**EXERCISE BRIEF:** Scan the entries below for "giving" and copy each line that holds it.

(INPUT DATA Opens)

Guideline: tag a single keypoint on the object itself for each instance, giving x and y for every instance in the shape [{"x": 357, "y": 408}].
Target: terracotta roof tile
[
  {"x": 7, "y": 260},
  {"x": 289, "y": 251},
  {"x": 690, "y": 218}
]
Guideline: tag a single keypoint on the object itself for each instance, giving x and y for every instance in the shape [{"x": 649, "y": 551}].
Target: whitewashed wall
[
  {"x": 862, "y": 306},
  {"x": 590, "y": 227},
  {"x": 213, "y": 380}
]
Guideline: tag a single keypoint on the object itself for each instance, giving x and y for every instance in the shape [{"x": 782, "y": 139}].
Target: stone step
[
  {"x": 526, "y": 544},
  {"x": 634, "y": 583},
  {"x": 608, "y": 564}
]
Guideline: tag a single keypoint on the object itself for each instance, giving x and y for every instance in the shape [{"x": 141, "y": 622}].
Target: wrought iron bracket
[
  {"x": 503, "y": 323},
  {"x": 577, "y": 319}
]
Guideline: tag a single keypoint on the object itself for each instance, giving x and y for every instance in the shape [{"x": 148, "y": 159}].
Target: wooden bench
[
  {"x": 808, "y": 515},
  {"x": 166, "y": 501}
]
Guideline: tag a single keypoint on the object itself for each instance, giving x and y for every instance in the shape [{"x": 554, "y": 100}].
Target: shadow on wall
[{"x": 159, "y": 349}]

(INPUT DATA Closes)

**SOLUTION FOR THIS TASK:**
Guideline: tag a single keypoint on the object itself for each instance, giving x and y for every instance in the shape [{"x": 357, "y": 408}].
Guideline: tag a single keypoint on the object itself for each instance, giving x and y for every instance in the shape [{"x": 649, "y": 551}].
Guideline: tag a single keypoint on the object itself for each instance, giving x and y for every instance in the shape [{"x": 782, "y": 139}].
Guideline: tag a single keypoint on the object itself for each instance, giving x and y for every instance in the shape [{"x": 141, "y": 622}].
Guideline: tag a single keypoint on the object itself for each instance, giving x and y for every instance in the shape [{"x": 148, "y": 159}].
Guideline: tag a single keypoint on the object itself for each instance, giving x and y for every instance in the shape [{"x": 554, "y": 100}].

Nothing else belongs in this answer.